Assigned task a
Please copy the listing from its first line up to and including the line that contains "positive clicks: (62, 189) (18, 107)".

A longtime reader of this blog got an email from an acquaintance asking him if he believes that Joseph Smith was a fallen prophet.
The content of the email is as follows:
We have never discussed your position regarding Joseph Smith but I’m told you believe him to be a fallen prophet.
Would you be willing to email me about your perspective regarding JS and how he fell as a prophet, assuming I have been informed correctly?
I’m sure your time is very valuable so as an alternative would you mind sharing any links you believe would do your position justice that I could investigate on my own.
Either way, I appreciate you considering my request.
Here is the response that was provided
[Editorial Note: I have taken the liberty of making a few modifications and additions for further clarification]
I think the term “fallen prophet” is a very confusing term.
I kind of wish Joseph Smith would have never introduced that term because people assume that it implies that a true prophet falls from grace and never returns into a state of grace.
I am not convinced that is what the term refers to.
I am aware of several ancient prophets that sinned, but I am not convinced any of them became unredeemable and could not be restored to a state of grace.
Countless prophecies reveal that Joseph Smith would stumble and then recover. One of them is in Isaiah 49. In that Davidic Lamentation we are informed that God’s latter day servant fails to gather Israel and laments about it, then the Lord assures him that he will yet gather Israel.

Material shown
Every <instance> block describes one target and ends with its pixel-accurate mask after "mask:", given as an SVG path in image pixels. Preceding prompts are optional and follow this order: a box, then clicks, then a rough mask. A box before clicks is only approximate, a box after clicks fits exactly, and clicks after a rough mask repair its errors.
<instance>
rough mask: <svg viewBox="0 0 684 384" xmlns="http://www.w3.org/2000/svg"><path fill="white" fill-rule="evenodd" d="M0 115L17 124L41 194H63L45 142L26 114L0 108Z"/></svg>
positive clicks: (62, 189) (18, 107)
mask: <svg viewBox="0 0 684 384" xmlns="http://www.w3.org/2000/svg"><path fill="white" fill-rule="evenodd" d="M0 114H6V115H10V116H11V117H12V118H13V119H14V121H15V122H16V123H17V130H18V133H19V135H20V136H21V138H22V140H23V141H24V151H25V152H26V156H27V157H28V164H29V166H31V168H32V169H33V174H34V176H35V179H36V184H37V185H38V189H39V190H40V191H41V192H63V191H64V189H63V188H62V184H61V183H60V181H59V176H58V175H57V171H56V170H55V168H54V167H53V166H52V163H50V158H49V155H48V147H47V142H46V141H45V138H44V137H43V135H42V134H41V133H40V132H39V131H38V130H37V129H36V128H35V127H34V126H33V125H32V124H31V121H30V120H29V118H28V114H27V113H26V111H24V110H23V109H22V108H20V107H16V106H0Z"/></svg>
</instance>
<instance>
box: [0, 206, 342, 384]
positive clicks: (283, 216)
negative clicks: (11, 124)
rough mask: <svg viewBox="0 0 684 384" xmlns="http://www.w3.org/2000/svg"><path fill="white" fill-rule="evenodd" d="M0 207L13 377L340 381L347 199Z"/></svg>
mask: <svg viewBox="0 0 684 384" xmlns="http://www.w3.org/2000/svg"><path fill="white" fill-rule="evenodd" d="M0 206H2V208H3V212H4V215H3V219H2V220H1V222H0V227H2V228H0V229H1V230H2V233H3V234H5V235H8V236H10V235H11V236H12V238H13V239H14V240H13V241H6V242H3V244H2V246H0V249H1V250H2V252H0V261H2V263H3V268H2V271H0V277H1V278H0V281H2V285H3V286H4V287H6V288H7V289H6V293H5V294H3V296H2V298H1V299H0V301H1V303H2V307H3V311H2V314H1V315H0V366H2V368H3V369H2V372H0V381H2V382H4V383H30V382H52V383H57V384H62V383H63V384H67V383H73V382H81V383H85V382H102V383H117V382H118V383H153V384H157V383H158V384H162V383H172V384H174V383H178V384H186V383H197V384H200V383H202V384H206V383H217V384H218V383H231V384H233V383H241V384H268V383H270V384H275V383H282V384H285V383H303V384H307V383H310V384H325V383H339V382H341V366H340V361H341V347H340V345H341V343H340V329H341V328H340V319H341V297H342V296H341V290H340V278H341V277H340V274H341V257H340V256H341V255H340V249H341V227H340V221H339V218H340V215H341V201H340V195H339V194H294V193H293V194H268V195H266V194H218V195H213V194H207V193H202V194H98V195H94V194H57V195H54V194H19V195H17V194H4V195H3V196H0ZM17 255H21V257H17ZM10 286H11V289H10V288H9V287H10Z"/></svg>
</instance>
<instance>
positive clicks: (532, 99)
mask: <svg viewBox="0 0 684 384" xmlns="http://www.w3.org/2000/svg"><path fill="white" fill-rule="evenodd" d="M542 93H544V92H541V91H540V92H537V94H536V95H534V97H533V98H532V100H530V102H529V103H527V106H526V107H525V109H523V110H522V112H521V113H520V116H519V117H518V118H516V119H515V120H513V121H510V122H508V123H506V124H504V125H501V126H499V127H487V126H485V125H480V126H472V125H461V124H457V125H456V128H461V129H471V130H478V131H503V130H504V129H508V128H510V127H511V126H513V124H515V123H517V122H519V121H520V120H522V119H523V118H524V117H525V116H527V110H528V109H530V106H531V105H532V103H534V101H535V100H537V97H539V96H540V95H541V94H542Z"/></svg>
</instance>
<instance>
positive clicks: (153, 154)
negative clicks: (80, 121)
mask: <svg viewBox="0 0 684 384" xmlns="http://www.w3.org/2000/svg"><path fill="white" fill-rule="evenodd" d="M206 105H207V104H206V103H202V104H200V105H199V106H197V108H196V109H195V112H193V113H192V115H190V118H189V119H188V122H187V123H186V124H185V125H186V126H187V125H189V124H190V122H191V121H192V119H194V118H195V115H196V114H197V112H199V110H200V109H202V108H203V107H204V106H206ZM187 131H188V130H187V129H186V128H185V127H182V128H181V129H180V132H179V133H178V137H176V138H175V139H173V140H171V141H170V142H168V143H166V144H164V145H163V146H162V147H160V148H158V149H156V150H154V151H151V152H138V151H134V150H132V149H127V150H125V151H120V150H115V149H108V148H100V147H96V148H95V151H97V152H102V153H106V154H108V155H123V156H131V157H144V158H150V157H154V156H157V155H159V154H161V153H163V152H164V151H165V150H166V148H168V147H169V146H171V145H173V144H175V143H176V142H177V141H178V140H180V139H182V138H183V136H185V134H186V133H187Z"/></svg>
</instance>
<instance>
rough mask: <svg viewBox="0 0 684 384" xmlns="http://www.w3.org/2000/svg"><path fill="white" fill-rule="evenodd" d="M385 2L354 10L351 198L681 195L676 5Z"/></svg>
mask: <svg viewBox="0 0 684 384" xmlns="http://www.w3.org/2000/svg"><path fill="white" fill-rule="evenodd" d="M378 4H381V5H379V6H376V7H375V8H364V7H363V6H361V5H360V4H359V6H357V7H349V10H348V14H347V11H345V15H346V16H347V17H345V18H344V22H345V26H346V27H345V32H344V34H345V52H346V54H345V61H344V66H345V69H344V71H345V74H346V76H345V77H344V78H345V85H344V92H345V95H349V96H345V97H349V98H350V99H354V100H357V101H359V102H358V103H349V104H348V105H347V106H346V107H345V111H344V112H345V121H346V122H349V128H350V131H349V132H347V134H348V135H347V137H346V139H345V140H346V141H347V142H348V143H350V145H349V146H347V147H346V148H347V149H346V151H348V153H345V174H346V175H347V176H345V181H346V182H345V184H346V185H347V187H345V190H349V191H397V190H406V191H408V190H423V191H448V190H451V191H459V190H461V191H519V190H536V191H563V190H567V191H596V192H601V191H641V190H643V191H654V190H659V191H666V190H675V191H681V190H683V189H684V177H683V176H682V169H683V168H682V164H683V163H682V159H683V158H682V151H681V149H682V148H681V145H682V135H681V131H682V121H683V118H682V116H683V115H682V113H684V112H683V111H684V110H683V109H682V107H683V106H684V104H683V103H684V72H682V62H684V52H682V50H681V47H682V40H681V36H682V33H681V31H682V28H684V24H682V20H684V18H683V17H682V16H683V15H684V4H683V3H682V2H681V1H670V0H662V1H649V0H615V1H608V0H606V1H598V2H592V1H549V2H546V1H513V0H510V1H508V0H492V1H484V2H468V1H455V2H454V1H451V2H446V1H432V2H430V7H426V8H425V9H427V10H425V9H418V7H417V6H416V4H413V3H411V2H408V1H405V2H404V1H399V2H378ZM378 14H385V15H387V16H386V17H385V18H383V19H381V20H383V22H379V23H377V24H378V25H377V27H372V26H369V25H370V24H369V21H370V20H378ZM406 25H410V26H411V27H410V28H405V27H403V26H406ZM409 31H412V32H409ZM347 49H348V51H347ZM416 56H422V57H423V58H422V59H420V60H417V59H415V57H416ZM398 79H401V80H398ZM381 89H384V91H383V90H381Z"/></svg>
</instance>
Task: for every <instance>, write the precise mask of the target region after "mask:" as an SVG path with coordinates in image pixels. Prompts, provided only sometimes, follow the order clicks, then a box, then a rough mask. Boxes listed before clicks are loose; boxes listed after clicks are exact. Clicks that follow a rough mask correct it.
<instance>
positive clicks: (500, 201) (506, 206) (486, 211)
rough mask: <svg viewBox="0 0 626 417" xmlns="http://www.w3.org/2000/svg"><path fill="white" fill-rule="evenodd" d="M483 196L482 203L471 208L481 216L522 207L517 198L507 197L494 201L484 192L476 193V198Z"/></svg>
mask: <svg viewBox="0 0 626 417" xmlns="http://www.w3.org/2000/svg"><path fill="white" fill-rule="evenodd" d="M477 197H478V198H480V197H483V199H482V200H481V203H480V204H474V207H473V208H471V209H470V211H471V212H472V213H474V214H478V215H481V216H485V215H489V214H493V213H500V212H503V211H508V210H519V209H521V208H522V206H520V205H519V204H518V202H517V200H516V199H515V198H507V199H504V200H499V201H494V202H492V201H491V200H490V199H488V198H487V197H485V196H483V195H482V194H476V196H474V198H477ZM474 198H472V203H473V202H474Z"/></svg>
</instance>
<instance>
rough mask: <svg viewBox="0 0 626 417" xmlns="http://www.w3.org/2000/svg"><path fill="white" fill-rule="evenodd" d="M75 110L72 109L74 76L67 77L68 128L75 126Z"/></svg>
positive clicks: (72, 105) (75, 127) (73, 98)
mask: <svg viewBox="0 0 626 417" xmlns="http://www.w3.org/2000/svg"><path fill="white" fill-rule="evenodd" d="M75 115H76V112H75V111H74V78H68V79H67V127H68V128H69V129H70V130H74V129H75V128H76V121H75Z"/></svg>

Assigned task b
Continue the text about whether Joseph Smith was a fallen prophet, starting after its last sentence.

Written answer a
Every <instance> block describes one target and ends with its pixel-accurate mask after "mask:", given as an SVG path in image pixels. Preceding prompts are optional and follow this order: a box, then clicks, then a rough mask. A box before clicks is only approximate, a box after clicks fits exactly, and clicks after a rough mask repair its errors.
<instance>
rough mask: <svg viewBox="0 0 684 384" xmlns="http://www.w3.org/2000/svg"><path fill="white" fill-rule="evenodd" d="M0 115L17 124L41 194H63L45 142L26 114L0 108Z"/></svg>
positive clicks: (62, 189) (18, 107)

Written answer b
Several passages inform us that Joseph Smith is a “type and shadow” of Moses. (He is one like unto Moses)
As a latter-day Moses, Joseph Smith mirrored (or will mirror in the future) every major event that took place in the life of Moses.
The mistake that most people make when comparing Joseph Smith to Moses is that they only remember the positive and faith-promoting aspects of the life and ministry of Moses.
However, one of the most prominent and profound events in the life of Moses is when he committed a grievous sin of idolatry before the Lord. ( when he struck the rock with his staff and took credit for the miracle instead of sanctifying the Lord (giving credit to the Lord) as commanded. By so doing, he enticed the Children of Israel to put their trust in him, instead of God)
Because of that sin, the Lord told Moses that he could not cross over the river Jordan into the promised land with the Children of Israel.
He also informed Moses that he needed to forfeit his life.
Little is mentioned about how the Lord took Moses life, although Jude informs us that Michael the Archangel contended with the Devil in a disputation over the body of Moses.
As with many narratives in the Bible, there is a deeper narrative that sheds light on that surface narrative about the sin of Moses and the explanation about why Moses sinned.
The story behind the story is that prior to Moses’ committing this grievous sin, as he was walking down the mountain with the tablets containing the higher law, the Lord informed Moses that the Children of Israel had “corrupted themselves”.
Moses then observed that the Children of Israel were committing idolatry and worshipping a golden calf.
Because of this Moses made the following declaration to the Children of Israel:
“Ye have sinned a great sin: and now I will go up unto the Lord; peradventure I shall make an atonement for your sin.”
Moses knew this transgression would bring the wrath of God down upon the Children of Israel. Indeed, the Lord informed Moses that he was going to CONSUME the Children of Israel off of the face of the earth.
In response to that grievous sin, Moses petitioned the Lord and offered HIMSELF as an INTERCESSORY “ATONEMENT” OFFERING in behalf of the apostate Children of Israel.
The details about this negotiation between Moses and God are quite impressive and revealing. The reader is encouraged to read the account for themselves.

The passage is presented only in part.